_BRANO_.

--------------------

Altro elemento di preoccupazione deriva dal monitoraggio dei ghiacci polari artici: “L'estensione della banchisa artica nel 2008 ha raggiunto il suo minimo il 12 settembre, con un’estensione di 4.52 milioni di chilometri quadrati”, spiega Vito Vitale dell’Istituto di Scienze dell’Atmosfera e del Clima del CNR di Bologna e coordinatore scientifico del progetto CC-Tower. “Il minimo del 2008 rappresenta la seconda minore estensione mai registrata a partire dal 1979, anno in cui iniziano le osservazioni sistematiche dal satellite, ed è solo di poco più grande del minimo assoluto raggiunto nel 2007 con 4.3 milioni di chilometri quadrati. Considerando che la media 1979-2007 è di 6.7 milioni di chilometri quadrati, è evidente il trend di riduzione della banchisa artica durante l'estate”.
L'estensione non è, comunque, l'unico parametro da osservare, in quanto sono anche importanti sia la distribuzione spaziale della banchisa, sia l'età del ghiaccio. “Tutti questi parametri insieme indicano che la banchisa continua ad assottigliare il suo spessore e a presentare sempre maggiore presenza di ghiacci più recenti e soggetti a scioglimento”, prosegue il ricercatore dell’ISAC-CNR.

--------------------

_RECORD FORNITI_.
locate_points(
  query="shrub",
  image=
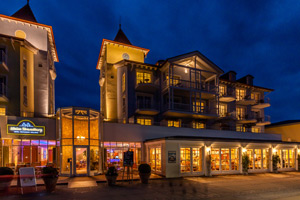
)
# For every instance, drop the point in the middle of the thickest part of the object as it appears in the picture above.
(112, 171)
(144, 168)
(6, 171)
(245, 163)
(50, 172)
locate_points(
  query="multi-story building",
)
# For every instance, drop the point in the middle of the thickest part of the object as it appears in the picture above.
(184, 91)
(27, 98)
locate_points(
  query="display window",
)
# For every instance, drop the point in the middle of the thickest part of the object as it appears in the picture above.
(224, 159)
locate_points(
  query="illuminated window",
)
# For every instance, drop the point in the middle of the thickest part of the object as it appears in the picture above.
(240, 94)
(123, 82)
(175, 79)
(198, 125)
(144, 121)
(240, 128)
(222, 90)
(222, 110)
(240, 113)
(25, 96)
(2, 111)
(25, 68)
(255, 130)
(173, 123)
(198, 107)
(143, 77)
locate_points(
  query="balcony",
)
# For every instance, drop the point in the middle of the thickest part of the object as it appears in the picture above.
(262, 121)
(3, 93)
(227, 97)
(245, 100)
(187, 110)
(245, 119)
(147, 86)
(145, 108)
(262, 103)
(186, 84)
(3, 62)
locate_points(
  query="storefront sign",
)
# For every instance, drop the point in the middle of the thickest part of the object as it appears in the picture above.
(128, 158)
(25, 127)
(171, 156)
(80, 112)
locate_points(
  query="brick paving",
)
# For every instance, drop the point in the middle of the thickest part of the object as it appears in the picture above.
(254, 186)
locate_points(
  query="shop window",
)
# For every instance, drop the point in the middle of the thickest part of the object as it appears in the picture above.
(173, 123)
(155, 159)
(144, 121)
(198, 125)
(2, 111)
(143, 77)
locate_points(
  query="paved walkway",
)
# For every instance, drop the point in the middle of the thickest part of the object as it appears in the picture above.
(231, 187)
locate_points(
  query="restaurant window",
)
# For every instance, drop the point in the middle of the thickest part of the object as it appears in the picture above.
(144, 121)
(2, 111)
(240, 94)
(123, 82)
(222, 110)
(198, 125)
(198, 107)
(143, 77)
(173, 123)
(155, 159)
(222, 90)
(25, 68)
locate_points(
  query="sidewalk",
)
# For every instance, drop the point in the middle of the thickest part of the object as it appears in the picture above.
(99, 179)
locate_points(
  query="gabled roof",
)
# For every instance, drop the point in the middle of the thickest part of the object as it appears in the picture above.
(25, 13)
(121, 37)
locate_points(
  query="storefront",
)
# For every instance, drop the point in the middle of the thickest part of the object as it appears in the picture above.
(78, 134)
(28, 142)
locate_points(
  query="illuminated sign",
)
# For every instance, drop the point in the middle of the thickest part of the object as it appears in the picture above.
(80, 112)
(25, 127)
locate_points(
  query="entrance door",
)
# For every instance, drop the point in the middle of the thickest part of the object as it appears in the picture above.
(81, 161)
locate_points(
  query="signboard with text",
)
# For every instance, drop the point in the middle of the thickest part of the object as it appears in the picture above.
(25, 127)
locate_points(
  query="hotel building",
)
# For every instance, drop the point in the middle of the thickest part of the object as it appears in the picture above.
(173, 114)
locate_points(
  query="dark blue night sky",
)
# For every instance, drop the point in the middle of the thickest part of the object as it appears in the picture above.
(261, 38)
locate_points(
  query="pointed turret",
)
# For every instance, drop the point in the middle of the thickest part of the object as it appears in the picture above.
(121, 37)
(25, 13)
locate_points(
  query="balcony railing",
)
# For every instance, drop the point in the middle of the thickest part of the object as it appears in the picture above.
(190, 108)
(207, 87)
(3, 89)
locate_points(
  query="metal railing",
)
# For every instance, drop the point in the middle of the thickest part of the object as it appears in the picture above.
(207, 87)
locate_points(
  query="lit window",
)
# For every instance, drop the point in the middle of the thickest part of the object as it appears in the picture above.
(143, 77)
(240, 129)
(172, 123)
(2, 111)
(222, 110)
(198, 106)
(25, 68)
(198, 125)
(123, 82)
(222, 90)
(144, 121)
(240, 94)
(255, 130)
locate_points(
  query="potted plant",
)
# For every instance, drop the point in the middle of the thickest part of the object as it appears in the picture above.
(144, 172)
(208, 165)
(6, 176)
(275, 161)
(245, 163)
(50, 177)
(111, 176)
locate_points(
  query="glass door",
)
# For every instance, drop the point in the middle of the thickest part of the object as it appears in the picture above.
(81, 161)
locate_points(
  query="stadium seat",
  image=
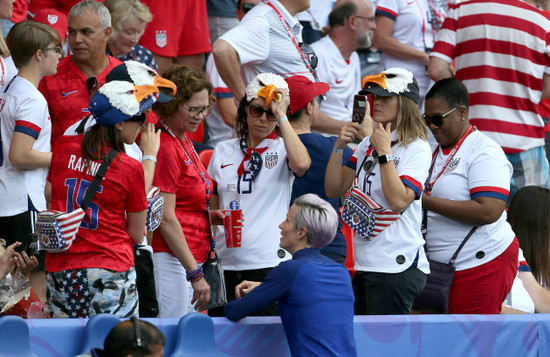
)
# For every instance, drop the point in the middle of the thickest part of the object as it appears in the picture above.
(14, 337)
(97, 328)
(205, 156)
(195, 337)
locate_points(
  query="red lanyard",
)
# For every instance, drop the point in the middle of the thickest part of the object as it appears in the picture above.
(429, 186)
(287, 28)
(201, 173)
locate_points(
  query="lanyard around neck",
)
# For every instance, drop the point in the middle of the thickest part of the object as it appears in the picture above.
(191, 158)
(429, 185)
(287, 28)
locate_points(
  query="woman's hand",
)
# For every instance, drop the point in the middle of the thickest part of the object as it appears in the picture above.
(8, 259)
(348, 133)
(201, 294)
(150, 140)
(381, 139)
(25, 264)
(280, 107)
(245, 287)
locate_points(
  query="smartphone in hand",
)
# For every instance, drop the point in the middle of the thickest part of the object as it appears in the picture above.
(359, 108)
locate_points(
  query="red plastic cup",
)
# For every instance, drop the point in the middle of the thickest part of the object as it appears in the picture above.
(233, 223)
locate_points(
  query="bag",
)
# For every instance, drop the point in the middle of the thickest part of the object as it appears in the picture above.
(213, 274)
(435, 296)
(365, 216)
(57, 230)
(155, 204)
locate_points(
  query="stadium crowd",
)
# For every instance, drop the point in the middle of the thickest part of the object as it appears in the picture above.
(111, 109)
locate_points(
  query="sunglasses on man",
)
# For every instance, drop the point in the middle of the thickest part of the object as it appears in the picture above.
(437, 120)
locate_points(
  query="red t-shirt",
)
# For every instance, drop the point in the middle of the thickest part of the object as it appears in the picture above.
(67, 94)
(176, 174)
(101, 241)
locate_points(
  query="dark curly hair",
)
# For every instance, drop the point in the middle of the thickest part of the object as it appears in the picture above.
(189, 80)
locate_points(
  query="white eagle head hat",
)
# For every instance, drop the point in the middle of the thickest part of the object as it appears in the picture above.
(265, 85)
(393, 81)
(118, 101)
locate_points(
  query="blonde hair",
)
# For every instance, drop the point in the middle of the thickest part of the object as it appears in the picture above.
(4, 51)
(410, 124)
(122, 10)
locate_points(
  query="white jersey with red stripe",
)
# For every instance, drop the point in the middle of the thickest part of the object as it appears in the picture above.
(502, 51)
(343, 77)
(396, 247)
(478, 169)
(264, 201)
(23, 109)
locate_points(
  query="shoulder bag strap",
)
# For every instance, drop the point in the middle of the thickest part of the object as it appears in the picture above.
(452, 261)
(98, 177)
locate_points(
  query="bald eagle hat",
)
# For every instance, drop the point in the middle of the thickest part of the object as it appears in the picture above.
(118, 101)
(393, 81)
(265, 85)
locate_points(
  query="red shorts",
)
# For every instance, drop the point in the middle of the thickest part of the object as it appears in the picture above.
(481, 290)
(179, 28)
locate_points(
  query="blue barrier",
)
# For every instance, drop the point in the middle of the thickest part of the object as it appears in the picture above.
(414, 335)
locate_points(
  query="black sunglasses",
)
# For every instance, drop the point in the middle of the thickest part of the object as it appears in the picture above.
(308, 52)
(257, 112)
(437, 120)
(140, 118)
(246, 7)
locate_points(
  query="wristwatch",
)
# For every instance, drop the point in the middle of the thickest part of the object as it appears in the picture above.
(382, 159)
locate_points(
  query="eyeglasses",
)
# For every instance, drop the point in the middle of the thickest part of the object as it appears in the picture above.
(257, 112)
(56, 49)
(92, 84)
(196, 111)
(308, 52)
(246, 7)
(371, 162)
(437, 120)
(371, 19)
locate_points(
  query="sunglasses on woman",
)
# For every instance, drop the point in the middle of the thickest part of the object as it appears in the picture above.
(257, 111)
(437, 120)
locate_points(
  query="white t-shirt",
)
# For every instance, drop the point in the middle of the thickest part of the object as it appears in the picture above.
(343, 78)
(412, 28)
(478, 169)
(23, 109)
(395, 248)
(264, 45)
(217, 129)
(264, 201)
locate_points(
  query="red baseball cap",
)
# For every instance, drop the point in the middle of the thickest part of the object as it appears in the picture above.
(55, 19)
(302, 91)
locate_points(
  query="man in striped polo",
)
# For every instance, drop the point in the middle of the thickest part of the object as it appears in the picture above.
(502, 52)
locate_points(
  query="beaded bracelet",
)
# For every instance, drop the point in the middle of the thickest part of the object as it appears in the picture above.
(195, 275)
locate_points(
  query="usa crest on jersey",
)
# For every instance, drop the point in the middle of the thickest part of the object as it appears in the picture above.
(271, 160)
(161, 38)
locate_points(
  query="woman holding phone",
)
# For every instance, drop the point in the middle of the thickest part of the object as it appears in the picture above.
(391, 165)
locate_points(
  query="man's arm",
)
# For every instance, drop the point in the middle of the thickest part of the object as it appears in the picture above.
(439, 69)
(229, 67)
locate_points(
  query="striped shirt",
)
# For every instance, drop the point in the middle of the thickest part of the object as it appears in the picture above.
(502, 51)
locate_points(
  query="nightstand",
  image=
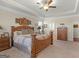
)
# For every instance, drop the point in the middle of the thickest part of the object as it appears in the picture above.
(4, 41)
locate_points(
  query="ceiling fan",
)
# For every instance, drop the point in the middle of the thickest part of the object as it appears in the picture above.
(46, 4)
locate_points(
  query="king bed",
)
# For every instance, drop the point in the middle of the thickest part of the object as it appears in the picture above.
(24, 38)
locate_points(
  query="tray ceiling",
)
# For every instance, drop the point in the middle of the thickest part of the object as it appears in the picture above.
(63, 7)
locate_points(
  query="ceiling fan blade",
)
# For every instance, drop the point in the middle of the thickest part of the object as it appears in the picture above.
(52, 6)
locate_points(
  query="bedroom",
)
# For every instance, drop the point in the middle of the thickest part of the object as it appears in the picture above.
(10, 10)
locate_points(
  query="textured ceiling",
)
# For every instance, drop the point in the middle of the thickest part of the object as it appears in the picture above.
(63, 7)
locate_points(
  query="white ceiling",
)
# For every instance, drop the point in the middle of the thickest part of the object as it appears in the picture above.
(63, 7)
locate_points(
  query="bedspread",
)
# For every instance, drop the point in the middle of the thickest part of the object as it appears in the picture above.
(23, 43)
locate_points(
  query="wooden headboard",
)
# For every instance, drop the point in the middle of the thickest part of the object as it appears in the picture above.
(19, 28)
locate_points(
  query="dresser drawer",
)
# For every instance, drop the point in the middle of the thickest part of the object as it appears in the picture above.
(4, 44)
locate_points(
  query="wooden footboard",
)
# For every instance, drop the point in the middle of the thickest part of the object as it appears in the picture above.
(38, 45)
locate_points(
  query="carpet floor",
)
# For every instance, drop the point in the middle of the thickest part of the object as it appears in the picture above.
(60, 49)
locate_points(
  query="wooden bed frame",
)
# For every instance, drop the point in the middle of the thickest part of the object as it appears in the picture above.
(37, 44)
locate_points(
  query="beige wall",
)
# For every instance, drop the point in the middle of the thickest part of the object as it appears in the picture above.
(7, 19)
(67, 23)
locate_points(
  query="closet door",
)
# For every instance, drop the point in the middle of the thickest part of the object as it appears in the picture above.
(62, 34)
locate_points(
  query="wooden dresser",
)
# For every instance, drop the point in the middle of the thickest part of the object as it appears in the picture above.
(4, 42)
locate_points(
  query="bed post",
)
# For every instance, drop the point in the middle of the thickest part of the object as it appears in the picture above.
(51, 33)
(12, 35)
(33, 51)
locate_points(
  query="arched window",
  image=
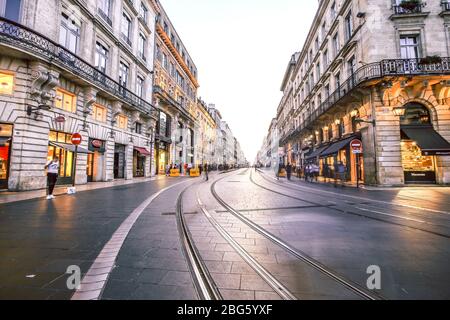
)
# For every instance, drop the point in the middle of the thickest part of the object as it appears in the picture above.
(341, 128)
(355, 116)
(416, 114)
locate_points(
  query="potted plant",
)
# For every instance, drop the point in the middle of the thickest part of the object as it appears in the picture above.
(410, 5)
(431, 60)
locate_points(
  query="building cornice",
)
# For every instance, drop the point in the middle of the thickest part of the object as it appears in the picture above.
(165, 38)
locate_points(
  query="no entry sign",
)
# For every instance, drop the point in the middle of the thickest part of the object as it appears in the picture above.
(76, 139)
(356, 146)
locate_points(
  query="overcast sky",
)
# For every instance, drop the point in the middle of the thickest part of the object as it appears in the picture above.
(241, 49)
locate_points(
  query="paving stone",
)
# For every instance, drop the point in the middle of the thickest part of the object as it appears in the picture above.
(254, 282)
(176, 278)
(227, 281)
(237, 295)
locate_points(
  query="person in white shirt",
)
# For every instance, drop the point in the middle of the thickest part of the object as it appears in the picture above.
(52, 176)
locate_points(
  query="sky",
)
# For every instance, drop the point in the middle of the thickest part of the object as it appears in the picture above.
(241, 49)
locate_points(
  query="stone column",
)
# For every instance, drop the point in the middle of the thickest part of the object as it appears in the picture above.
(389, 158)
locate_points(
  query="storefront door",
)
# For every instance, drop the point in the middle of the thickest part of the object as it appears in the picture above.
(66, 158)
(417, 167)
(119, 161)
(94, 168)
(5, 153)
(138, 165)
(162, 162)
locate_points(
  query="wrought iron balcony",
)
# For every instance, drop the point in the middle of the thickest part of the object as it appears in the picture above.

--------------------

_CONSEGNE_.
A - Nel brano sulla banchisa artica compaiono alcuni valori di estensione espressi in milioni di chilometri quadrati. Elencali tutti, indicando per ciascuno l'anno o il periodo a cui si riferisce.
B - Stabilisci se le seguenti affermazioni concordano con il brano sulla banchisa artica. Rispondi sì o no e cita le parole del brano che lo dimostrano.
(i) Nel 2008 l'estensione della banchisa artica ha toccato il minimo il 12 settembre.
(ii) Le osservazioni sistematiche dal satellite sono iniziate nel 1990.
(iii) Il minimo del 2008 è il più basso mai registrato.
C - Secondo il brano sulla banchisa artica, di quale progetto Vito Vitale è coordinatore scientifico?
I record costituiscono un materiale a sé, indipendente dal brano sulla banchisa artica.

_SOLUZIONI_.
A -
- 4.52 milioni di chilometri quadrati: minimo del 2008
- 4.3 milioni di chilometri quadrati: minimo assoluto del 2007
- 6.7 milioni di chilometri quadrati: media 1979-2007

B -
(i) Sì: "ha raggiunto il suo minimo il 12 settembre".
(ii) No: "a partire dal 1979, anno in cui iniziano le osservazioni sistematiche dal satellite".
(iii) No: "è solo di poco più grande del minimo assoluto raggiunto nel 2007".

C - Del progetto CC-Tower.